══ MATERIAL PROVIDED

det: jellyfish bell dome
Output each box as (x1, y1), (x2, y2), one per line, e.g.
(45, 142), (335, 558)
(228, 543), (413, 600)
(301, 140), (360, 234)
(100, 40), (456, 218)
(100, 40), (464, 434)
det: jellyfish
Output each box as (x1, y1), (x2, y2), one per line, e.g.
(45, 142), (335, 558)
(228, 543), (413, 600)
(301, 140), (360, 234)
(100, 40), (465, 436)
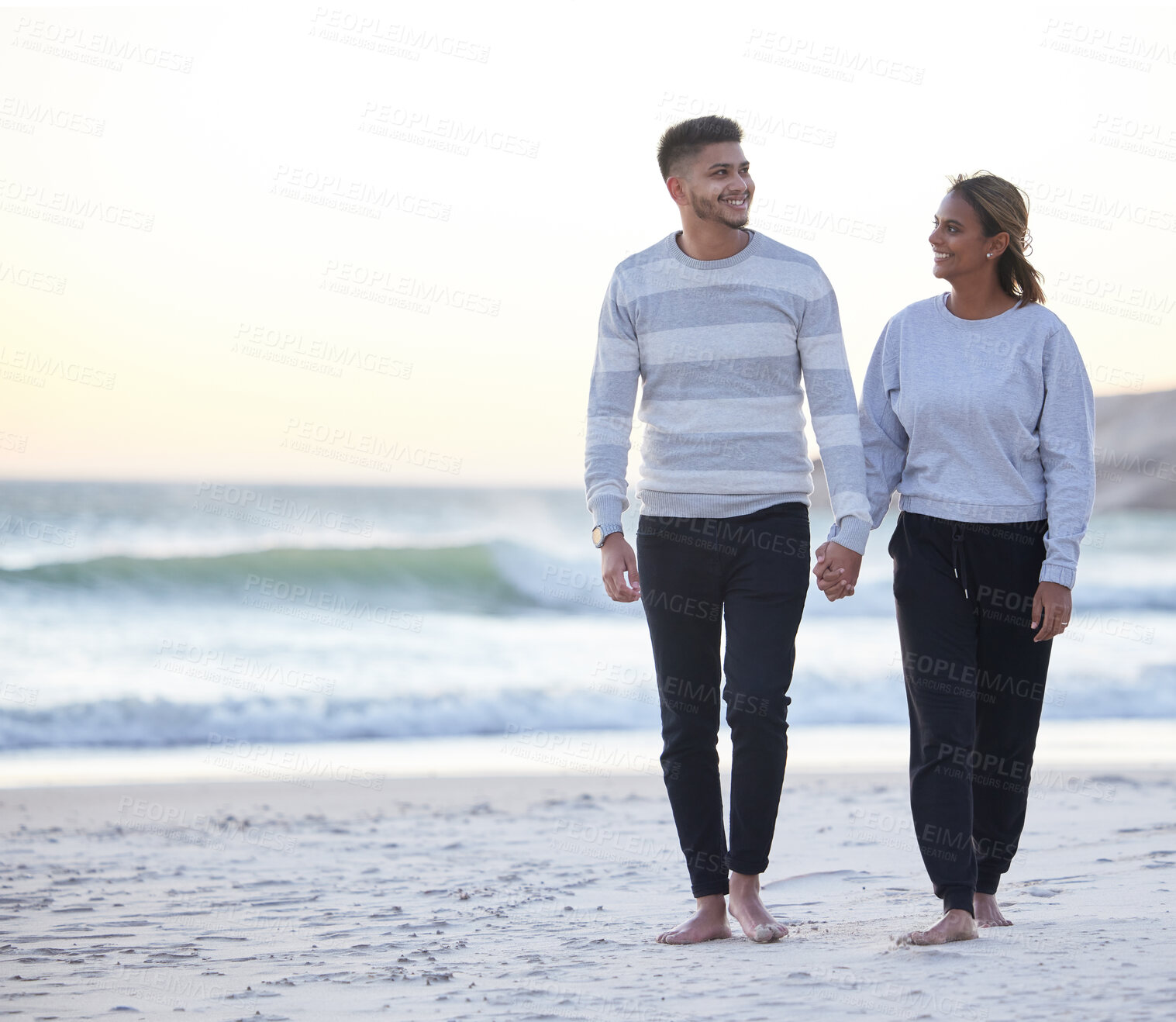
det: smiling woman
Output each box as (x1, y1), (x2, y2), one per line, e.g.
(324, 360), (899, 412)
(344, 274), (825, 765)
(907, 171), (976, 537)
(929, 171), (1046, 310)
(842, 165), (1095, 944)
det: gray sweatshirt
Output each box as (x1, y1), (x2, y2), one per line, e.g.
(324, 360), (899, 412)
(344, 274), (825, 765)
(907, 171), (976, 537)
(585, 230), (871, 553)
(860, 294), (1095, 588)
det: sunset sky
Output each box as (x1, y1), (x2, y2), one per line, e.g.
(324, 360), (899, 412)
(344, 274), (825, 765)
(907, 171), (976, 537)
(0, 2), (1176, 485)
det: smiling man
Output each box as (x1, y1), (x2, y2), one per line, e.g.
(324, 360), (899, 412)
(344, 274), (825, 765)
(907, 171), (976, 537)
(585, 116), (871, 943)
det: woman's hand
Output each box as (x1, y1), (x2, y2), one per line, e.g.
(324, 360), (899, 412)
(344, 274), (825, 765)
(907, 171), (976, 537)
(812, 542), (862, 603)
(1029, 582), (1073, 642)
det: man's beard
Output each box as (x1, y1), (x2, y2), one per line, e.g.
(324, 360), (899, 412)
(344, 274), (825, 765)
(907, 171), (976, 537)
(690, 195), (751, 227)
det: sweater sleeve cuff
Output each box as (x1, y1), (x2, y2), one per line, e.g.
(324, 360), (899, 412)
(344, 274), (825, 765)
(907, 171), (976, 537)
(591, 494), (629, 528)
(829, 515), (871, 554)
(1039, 561), (1078, 589)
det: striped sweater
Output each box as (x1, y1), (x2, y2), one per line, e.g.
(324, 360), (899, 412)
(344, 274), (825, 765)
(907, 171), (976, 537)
(585, 230), (871, 553)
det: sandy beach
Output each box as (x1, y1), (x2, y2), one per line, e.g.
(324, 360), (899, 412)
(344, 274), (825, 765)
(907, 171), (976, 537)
(0, 769), (1176, 1022)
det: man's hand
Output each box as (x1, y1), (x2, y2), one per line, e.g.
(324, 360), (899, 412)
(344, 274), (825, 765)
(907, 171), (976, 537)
(812, 542), (862, 603)
(1029, 582), (1073, 642)
(600, 533), (641, 603)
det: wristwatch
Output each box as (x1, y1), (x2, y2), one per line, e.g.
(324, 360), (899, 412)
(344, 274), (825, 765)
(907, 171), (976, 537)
(591, 526), (623, 551)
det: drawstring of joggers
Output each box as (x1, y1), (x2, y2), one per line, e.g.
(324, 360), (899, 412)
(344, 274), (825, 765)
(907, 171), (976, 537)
(951, 522), (976, 613)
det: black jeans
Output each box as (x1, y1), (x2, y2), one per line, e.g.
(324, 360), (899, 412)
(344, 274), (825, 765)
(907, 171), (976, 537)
(889, 512), (1053, 913)
(637, 503), (809, 897)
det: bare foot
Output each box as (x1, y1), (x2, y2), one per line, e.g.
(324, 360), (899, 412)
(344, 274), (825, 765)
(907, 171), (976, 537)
(657, 894), (732, 944)
(730, 872), (788, 944)
(971, 893), (1012, 927)
(898, 908), (980, 947)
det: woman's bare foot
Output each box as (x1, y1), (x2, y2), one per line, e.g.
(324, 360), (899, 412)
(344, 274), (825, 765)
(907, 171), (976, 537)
(971, 893), (1012, 927)
(898, 908), (980, 947)
(657, 894), (732, 944)
(730, 872), (788, 944)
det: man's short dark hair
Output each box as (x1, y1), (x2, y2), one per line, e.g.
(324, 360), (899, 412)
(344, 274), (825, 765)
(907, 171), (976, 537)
(657, 114), (743, 181)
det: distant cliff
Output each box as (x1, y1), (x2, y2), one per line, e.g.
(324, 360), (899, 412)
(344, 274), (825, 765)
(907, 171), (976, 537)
(812, 391), (1176, 512)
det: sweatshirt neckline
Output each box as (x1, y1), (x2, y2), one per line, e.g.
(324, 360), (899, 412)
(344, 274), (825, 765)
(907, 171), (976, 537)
(935, 291), (1026, 330)
(666, 227), (760, 269)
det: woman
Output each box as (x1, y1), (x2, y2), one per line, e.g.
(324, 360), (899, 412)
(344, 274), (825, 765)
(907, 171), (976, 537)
(815, 171), (1095, 944)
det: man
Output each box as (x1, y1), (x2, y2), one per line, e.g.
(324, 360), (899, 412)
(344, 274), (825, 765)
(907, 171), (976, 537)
(585, 116), (871, 944)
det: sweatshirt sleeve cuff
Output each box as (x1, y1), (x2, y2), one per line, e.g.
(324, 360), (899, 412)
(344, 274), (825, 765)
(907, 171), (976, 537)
(1040, 562), (1078, 589)
(591, 494), (629, 527)
(829, 515), (871, 554)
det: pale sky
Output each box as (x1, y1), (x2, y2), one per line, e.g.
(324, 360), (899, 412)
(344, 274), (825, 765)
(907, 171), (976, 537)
(0, 2), (1176, 485)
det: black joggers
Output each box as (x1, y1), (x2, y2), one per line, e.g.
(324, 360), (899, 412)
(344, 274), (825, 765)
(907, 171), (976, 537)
(637, 502), (809, 897)
(889, 512), (1053, 913)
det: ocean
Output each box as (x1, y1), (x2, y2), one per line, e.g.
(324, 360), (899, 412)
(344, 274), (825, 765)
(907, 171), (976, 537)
(0, 481), (1176, 767)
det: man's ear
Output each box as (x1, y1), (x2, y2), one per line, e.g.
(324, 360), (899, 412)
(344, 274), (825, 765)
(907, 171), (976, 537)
(666, 175), (690, 205)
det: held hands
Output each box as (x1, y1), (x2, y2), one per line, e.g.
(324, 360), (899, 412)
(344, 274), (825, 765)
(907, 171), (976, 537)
(1029, 582), (1073, 642)
(600, 533), (641, 603)
(812, 542), (862, 603)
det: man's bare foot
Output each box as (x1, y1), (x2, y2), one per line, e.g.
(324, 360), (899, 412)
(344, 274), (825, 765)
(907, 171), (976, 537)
(971, 893), (1012, 927)
(730, 872), (788, 944)
(898, 908), (980, 947)
(657, 894), (732, 944)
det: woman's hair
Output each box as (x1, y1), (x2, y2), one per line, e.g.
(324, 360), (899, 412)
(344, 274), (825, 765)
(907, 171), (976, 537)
(948, 171), (1046, 302)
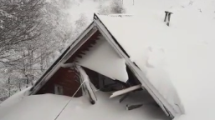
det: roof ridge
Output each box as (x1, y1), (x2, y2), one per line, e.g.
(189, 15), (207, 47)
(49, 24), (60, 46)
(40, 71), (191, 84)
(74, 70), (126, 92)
(95, 13), (134, 17)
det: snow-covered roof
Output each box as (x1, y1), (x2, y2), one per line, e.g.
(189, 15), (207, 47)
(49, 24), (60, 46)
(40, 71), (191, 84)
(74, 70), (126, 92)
(0, 91), (168, 120)
(27, 10), (215, 119)
(95, 10), (215, 119)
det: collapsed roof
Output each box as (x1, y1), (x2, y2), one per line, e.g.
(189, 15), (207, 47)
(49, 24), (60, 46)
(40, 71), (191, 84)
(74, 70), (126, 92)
(31, 11), (215, 117)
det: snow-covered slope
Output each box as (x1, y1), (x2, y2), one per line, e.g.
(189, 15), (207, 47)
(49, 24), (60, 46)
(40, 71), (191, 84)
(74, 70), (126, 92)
(97, 0), (215, 120)
(0, 92), (168, 120)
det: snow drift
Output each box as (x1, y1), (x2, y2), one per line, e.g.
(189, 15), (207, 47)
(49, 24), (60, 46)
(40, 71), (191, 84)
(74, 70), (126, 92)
(0, 91), (167, 120)
(96, 1), (215, 120)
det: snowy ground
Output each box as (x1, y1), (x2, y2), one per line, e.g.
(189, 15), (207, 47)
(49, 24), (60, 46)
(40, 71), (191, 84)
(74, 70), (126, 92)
(0, 92), (168, 120)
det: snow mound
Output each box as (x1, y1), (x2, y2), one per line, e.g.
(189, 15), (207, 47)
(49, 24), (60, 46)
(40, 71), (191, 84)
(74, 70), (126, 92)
(96, 0), (215, 116)
(0, 91), (167, 120)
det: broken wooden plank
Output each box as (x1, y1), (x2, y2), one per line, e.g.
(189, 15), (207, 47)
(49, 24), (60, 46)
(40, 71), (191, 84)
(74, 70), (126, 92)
(110, 85), (142, 98)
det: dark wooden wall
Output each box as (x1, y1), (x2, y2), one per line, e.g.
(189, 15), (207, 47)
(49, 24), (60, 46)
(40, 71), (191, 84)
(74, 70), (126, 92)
(37, 68), (82, 97)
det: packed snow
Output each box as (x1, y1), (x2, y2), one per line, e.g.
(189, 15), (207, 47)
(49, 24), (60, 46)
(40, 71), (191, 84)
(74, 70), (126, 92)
(0, 91), (168, 120)
(78, 37), (128, 82)
(0, 87), (31, 116)
(96, 0), (215, 120)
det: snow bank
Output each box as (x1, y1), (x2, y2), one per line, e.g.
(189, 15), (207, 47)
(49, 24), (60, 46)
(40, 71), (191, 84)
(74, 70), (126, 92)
(96, 0), (215, 120)
(0, 87), (31, 117)
(0, 92), (167, 120)
(78, 37), (128, 82)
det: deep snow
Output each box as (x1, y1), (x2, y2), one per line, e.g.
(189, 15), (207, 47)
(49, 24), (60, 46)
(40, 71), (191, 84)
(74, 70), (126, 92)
(96, 0), (215, 120)
(0, 91), (168, 120)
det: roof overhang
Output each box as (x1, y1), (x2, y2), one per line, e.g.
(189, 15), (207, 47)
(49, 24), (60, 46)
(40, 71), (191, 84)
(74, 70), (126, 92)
(30, 14), (183, 117)
(30, 22), (97, 95)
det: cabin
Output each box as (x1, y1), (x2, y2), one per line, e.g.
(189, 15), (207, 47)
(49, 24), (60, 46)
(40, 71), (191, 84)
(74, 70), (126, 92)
(27, 14), (183, 118)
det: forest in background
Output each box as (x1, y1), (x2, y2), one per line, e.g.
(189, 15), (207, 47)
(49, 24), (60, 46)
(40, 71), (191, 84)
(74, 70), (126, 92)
(0, 0), (125, 101)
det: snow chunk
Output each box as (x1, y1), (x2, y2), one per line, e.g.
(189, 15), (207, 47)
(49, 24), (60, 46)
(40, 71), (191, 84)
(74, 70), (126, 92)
(78, 37), (128, 82)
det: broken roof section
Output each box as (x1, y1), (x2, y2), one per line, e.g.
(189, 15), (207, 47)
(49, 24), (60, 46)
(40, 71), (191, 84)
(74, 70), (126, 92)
(94, 15), (184, 117)
(31, 14), (184, 117)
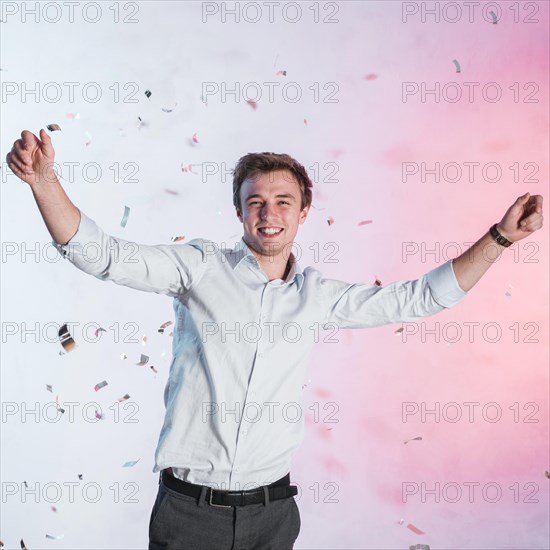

════

#### WHAT THE TASK ASKS
Lay out the rows from their first line through the line containing "(100, 40), (465, 436)", both included, as a Markdown table with the columns Number and Text. Number each line and skip blank lines.

#### THE REPLY
| Number | Text |
|---|---|
| 1 | det: jellyfish bell dome |
| 2 | Output each box as (x1, y1), (x2, y2), one per line, e.g. |
| 3 | (45, 142), (335, 558) |
| 4 | (228, 543), (413, 600) |
| 5 | (301, 140), (360, 234) |
| 6 | (100, 40), (456, 218) |
| 7 | (100, 40), (464, 434) |
| 8 | det: jellyfish |
| 9 | Output each box as (x1, y1), (x2, y2), one per line, e.g. |
| 10 | (45, 142), (335, 558) |
| 11 | (228, 543), (413, 600) |
| 12 | (301, 140), (360, 234) |
| 13 | (100, 40), (465, 436) |